▶ _HOW TO COMPLETE THIS TASK_:
In the reply, include exactly the lines of the entries below from the first to the line with "Point to the clear", that line included.

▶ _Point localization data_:
● ● ● ● ●
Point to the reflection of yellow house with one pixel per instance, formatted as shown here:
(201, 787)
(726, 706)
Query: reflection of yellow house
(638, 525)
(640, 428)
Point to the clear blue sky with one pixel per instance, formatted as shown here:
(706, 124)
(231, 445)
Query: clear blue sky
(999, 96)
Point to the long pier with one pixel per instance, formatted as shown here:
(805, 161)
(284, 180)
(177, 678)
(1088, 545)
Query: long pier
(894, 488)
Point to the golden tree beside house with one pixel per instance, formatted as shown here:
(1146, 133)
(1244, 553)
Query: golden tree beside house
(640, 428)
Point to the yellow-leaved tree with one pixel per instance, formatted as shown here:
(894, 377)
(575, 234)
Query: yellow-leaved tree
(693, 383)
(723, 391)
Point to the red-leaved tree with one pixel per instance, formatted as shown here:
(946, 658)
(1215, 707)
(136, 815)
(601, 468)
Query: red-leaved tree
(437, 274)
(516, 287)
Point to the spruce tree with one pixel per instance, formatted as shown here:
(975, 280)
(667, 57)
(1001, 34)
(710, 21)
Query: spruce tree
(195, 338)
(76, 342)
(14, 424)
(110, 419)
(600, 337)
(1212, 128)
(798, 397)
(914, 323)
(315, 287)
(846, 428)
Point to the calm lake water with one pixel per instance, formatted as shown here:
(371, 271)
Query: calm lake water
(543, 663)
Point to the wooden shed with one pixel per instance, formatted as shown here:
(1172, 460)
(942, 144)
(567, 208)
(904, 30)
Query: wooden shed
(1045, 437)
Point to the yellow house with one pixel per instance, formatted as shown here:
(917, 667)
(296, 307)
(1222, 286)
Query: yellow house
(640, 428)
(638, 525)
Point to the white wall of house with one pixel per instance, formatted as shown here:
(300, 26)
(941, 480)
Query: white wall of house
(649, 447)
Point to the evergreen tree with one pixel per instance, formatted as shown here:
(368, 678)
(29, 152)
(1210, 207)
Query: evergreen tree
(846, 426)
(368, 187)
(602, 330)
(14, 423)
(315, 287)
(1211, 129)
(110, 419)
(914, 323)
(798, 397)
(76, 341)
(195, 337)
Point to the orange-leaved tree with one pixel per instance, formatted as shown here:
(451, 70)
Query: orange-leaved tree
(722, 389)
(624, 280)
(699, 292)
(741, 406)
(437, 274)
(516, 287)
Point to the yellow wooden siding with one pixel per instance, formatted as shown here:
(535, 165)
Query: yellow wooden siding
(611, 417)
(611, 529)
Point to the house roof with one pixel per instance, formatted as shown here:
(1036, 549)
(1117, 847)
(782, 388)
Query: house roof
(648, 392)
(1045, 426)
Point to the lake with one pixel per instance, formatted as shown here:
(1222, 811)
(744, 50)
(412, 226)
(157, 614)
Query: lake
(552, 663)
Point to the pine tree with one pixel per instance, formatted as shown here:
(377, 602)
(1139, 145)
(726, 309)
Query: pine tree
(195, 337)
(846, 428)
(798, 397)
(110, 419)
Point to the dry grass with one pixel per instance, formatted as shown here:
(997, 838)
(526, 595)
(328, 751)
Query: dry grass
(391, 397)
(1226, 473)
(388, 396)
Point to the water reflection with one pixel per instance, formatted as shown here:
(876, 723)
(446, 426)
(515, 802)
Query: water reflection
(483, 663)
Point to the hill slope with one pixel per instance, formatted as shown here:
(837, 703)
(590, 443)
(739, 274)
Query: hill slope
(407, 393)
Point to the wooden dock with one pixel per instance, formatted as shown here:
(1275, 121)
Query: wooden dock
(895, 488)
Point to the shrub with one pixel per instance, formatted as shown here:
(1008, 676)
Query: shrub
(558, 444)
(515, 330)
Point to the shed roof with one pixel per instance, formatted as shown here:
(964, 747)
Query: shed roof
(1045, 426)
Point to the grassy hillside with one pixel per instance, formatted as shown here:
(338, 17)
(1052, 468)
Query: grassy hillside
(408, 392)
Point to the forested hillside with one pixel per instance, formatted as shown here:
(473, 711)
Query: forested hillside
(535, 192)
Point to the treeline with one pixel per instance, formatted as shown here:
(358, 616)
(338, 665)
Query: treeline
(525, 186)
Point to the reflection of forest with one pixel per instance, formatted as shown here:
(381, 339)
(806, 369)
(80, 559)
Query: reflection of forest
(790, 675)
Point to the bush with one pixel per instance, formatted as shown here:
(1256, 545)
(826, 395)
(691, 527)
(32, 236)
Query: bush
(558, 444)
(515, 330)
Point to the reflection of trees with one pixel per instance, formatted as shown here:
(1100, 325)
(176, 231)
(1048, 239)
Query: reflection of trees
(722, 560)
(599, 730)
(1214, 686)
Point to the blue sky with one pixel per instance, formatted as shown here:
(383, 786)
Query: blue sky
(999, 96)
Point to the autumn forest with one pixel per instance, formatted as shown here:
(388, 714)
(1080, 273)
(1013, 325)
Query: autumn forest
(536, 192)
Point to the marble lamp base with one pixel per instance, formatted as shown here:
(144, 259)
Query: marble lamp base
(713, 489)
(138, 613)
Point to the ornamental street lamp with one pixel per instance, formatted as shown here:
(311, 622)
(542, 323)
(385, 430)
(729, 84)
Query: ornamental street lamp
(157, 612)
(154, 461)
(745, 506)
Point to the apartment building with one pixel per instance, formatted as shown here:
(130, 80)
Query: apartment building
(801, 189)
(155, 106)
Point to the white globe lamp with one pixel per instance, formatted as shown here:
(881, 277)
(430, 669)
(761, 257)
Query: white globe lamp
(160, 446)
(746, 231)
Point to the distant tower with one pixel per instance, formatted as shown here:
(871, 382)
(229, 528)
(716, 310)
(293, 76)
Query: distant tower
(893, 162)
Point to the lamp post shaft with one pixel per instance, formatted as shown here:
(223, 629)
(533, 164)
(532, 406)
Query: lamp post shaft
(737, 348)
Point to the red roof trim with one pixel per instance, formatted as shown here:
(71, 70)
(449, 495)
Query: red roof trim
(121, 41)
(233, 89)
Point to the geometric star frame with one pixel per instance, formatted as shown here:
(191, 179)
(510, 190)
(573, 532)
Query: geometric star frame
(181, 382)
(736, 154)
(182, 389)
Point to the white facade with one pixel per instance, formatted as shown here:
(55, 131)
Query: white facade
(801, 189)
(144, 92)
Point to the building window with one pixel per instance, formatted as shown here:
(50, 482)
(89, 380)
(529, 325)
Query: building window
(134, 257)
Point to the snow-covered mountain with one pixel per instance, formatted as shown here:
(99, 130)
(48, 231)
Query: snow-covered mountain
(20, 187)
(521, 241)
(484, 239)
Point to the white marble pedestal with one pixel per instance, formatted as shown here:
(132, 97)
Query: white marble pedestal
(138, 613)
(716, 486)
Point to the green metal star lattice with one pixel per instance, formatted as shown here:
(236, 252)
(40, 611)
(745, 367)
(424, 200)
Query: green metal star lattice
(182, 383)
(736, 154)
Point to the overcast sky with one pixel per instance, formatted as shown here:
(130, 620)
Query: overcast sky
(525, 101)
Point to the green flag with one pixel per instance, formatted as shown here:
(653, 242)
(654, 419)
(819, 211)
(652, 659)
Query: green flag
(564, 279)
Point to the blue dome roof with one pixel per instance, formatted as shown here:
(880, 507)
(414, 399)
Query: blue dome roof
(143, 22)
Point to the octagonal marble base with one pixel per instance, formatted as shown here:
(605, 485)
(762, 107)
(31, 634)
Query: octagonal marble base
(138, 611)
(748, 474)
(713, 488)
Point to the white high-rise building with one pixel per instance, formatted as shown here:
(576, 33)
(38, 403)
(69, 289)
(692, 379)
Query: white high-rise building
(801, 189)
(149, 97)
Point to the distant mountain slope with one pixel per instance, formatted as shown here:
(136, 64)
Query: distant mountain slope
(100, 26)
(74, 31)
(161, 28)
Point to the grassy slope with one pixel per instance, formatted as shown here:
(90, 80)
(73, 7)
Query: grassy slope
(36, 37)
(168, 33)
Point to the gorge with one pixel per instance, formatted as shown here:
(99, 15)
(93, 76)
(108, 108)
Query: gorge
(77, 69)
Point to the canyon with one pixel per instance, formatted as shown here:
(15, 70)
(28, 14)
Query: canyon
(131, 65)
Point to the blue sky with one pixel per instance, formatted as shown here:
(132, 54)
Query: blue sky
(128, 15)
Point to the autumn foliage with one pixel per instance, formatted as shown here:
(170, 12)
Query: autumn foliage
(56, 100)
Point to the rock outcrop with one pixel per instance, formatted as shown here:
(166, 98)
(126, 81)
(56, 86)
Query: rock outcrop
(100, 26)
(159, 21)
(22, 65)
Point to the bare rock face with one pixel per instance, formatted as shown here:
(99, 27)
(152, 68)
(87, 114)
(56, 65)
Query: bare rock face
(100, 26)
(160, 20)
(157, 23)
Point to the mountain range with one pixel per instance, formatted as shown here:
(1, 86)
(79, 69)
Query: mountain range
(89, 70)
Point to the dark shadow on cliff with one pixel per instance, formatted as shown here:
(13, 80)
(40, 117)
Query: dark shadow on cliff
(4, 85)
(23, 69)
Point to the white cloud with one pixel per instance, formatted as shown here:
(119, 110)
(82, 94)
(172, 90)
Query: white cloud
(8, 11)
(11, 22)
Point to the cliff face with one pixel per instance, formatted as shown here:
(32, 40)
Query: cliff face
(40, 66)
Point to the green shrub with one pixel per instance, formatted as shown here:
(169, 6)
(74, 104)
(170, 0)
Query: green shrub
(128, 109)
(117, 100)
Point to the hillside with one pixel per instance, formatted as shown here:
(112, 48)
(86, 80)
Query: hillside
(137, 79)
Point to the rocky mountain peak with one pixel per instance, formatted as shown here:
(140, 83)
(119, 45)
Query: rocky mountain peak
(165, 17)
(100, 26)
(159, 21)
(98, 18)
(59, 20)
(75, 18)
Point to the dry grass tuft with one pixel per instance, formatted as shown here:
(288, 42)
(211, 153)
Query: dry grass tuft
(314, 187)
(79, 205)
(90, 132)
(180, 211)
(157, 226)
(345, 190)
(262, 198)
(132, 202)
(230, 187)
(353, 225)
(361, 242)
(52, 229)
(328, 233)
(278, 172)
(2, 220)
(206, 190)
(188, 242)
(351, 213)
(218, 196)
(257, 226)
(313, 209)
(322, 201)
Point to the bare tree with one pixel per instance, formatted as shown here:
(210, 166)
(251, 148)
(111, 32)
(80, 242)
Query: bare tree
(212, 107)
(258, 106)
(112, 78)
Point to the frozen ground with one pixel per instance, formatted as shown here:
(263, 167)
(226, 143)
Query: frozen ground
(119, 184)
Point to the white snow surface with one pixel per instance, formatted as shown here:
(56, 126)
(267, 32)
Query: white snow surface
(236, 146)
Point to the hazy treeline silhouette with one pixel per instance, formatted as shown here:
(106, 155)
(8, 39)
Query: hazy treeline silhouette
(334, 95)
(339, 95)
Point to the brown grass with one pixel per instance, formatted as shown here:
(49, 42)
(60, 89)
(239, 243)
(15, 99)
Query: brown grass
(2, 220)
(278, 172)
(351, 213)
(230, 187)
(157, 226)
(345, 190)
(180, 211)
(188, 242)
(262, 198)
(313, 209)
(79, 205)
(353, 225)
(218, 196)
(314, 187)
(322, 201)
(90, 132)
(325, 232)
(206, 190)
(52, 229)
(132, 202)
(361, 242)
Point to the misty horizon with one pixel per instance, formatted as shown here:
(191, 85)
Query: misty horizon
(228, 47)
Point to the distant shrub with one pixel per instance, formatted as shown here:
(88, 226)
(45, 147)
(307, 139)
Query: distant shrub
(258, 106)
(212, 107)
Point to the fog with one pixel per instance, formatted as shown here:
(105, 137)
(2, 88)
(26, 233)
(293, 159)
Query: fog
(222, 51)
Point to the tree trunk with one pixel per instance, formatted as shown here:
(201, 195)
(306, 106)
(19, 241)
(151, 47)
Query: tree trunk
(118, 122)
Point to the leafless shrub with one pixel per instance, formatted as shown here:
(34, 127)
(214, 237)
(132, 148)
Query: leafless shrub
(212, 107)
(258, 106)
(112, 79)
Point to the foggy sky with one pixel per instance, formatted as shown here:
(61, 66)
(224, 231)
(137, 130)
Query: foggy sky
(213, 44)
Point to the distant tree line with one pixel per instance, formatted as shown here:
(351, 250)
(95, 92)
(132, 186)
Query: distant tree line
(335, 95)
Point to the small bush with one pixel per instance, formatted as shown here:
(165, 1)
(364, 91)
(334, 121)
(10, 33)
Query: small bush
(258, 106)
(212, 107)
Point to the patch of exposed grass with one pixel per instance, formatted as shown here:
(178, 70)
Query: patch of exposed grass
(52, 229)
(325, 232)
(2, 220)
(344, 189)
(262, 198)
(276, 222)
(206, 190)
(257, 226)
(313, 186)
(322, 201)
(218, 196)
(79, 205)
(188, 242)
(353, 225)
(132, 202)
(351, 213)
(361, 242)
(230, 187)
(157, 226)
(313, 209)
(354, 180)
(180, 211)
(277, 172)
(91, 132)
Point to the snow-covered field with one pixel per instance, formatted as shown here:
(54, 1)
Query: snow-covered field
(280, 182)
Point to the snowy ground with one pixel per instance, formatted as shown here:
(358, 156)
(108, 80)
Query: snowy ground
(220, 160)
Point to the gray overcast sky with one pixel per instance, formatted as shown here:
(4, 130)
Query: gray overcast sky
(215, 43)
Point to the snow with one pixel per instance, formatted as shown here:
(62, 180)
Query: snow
● ● ● ● ●
▶ _THE ANSWER_:
Point to the reflection of yellow house with one pixel per instance, formatted as shown here:
(201, 787)
(726, 706)
Query: reflection of yellow house
(638, 525)
(640, 428)
Point to the clear blue sky with one pixel per instance, formatted as shown here:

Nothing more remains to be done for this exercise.